TASK REQUIREMENTS: Your copy of the lines below must match them exactly and contain no images.

Start of RAW DATA

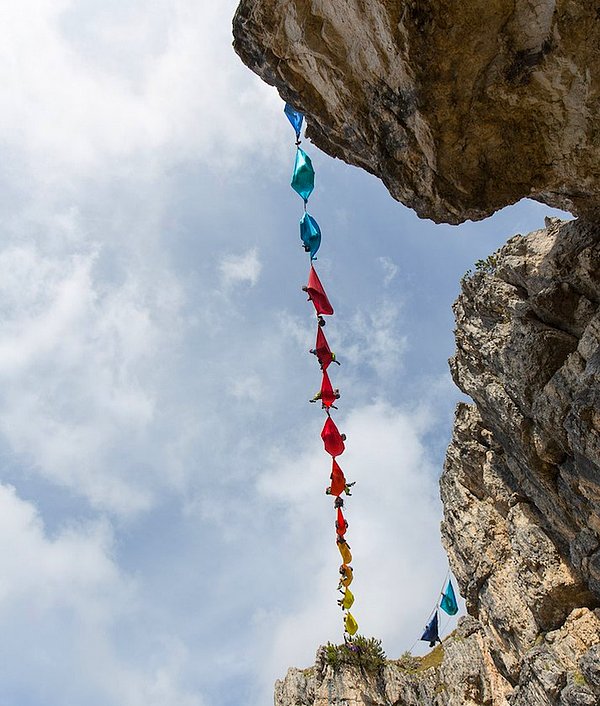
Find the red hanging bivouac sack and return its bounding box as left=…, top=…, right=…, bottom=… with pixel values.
left=319, top=370, right=336, bottom=408
left=305, top=265, right=334, bottom=316
left=336, top=506, right=348, bottom=536
left=321, top=416, right=345, bottom=457
left=314, top=327, right=334, bottom=370
left=329, top=459, right=346, bottom=496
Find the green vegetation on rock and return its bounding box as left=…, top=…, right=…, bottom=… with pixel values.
left=325, top=636, right=386, bottom=673
left=393, top=644, right=445, bottom=673
left=474, top=252, right=499, bottom=274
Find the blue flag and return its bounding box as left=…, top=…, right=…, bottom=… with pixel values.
left=421, top=610, right=440, bottom=648
left=440, top=580, right=458, bottom=616
left=284, top=103, right=303, bottom=138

End of RAW DATA

ANSWER SPACE:
Find the red hanging bivouac sack and return its bounding box as left=…, top=…, right=…, bottom=… with pixel values.
left=319, top=370, right=336, bottom=408
left=305, top=265, right=334, bottom=316
left=336, top=506, right=348, bottom=536
left=321, top=416, right=345, bottom=457
left=314, top=327, right=334, bottom=370
left=329, top=459, right=346, bottom=496
Find the green vegetation on rock and return its bounding box as left=…, top=…, right=…, bottom=… with pixel values.
left=325, top=636, right=386, bottom=673
left=393, top=644, right=445, bottom=673
left=474, top=252, right=499, bottom=274
Find the blue flag and return its bounding box as left=…, top=…, right=…, bottom=… with pixel values.
left=421, top=610, right=440, bottom=648
left=440, top=580, right=458, bottom=616
left=284, top=103, right=303, bottom=138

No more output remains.